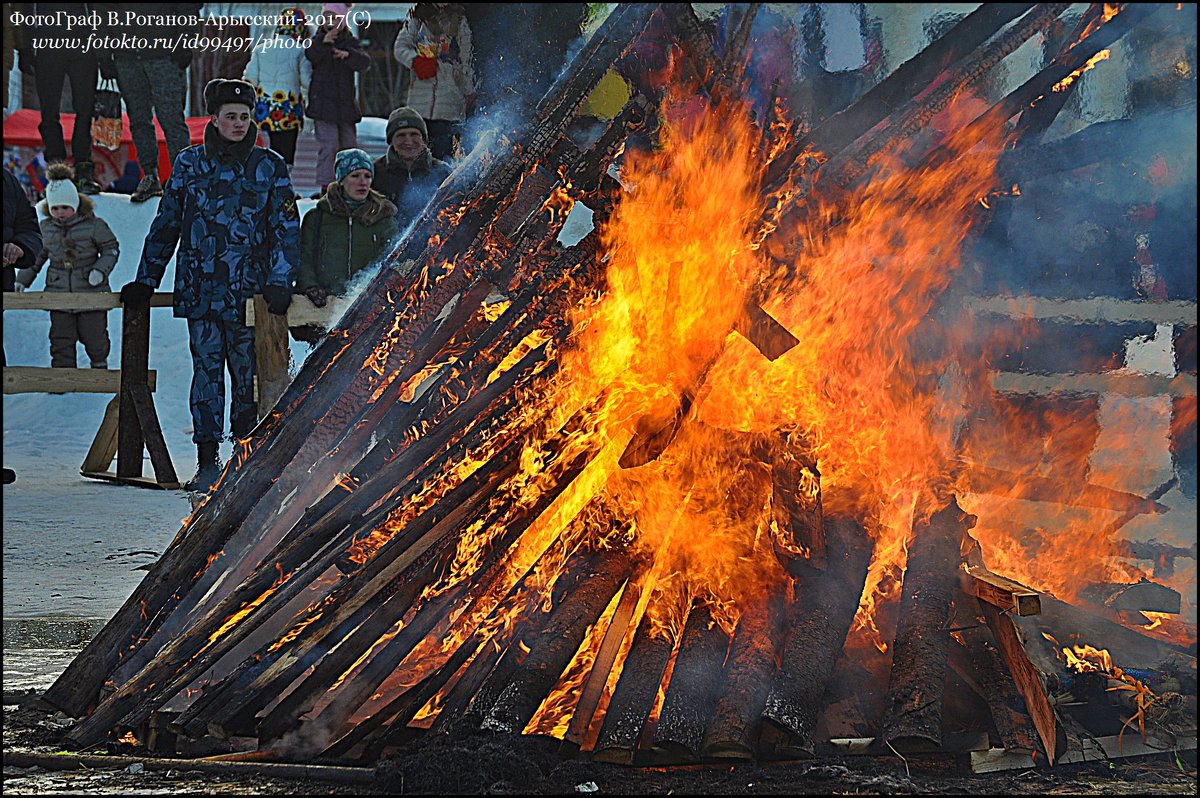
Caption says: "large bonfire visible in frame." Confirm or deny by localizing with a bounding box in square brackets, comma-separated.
[50, 6, 1194, 760]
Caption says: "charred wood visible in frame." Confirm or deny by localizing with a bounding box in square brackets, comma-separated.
[880, 499, 973, 750]
[823, 2, 1070, 186]
[762, 518, 872, 756]
[592, 593, 674, 764]
[949, 595, 1045, 756]
[47, 5, 650, 716]
[959, 565, 1042, 616]
[650, 599, 730, 762]
[324, 504, 614, 758]
[482, 548, 636, 733]
[701, 582, 785, 760]
[979, 601, 1067, 764]
[767, 430, 826, 576]
[764, 2, 1034, 187]
[259, 410, 619, 740]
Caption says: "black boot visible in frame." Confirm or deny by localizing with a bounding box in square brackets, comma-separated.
[184, 440, 221, 493]
[76, 161, 100, 194]
[130, 172, 162, 203]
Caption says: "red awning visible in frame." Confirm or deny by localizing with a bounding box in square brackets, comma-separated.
[4, 108, 209, 180]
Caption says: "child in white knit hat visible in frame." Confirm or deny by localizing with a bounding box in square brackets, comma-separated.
[17, 163, 120, 368]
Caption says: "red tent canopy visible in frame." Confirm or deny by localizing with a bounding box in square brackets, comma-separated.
[4, 108, 209, 180]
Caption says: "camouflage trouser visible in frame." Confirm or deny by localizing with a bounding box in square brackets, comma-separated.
[187, 319, 258, 443]
[116, 55, 192, 173]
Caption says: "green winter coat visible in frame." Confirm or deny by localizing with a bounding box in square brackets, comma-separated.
[296, 182, 400, 295]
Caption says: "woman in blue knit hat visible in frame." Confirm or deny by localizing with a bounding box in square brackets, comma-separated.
[292, 149, 398, 343]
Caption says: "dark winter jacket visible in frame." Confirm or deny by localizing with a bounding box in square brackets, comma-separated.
______
• _GIVEN EXERCISE_
Rewrite the lines above as a Markdown table with the columns No. and Text, putting each line's number under No. and the line itself under Text. Skip blank lines, and leave the picture out.

• _ANSWER FOR THE TASK_
| No. | Text |
|---|---|
| 1 | Caption says: "large bonfire visible in frame." Confirm or deny by localizing with a bounding box in square brackets, comma-separated. |
| 2 | [50, 6, 1194, 760] |
| 3 | Caption says: "charred wood visible in frame." Confirm or deny by localizing with a bounding box in square brackets, comma-separated. |
| 4 | [880, 499, 973, 750] |
| 5 | [823, 2, 1070, 186] |
| 6 | [762, 518, 872, 756] |
| 7 | [592, 593, 674, 764] |
| 8 | [949, 595, 1045, 756] |
| 9 | [47, 5, 650, 716] |
| 10 | [959, 565, 1042, 616] |
| 11 | [650, 599, 730, 762] |
| 12 | [324, 504, 614, 758] |
| 13 | [482, 548, 636, 733] |
| 14 | [701, 582, 785, 760] |
| 15 | [979, 601, 1067, 764] |
| 16 | [767, 430, 826, 576] |
| 17 | [764, 2, 1034, 187] |
| 18 | [259, 410, 619, 740] |
| 19 | Caption says: "black boot visible in frame." Confirm or deny by localizing with a bounding box in square brackets, comma-separated. |
| 20 | [184, 440, 221, 493] |
| 21 | [76, 161, 100, 194] |
| 22 | [130, 172, 162, 203] |
| 23 | Caption says: "red awning visible in frame." Confirm or deny by localizing with a bounding box in square brackets, comma-separated. |
| 24 | [4, 108, 209, 180] |
| 25 | Caption says: "child in white knit hat visible in frame." Confirm or deny by localizing with a bounding box in square brackets, comma-separated. |
| 26 | [17, 163, 120, 368] |
| 27 | Caption says: "red tent canopy visible in frame." Confirm or deny by localizing with a bounding box in square brackets, comma-separated. |
| 28 | [4, 108, 209, 180] |
| 29 | Caption says: "camouflage trouser visible in frame." Confirm or deny by localizing with a bounding box in square brackets, comma-separated. |
| 30 | [187, 319, 258, 443] |
| 31 | [116, 55, 192, 173] |
| 32 | Caption says: "green winter coat visible in frame." Confirm or deny by localizing with a bounding box in square brackets, comma-separated. |
| 33 | [296, 182, 400, 295] |
| 34 | Caption says: "woman in blue knit hat visible in frame." Confirm or deny by localizing with a bounding box in square brackets, comma-separated. |
| 35 | [292, 149, 398, 343] |
| 36 | Caption says: "dark winter jacket visible in frame." Confirm or deny by localizing with a bounding box in square brackets, comma-separated. |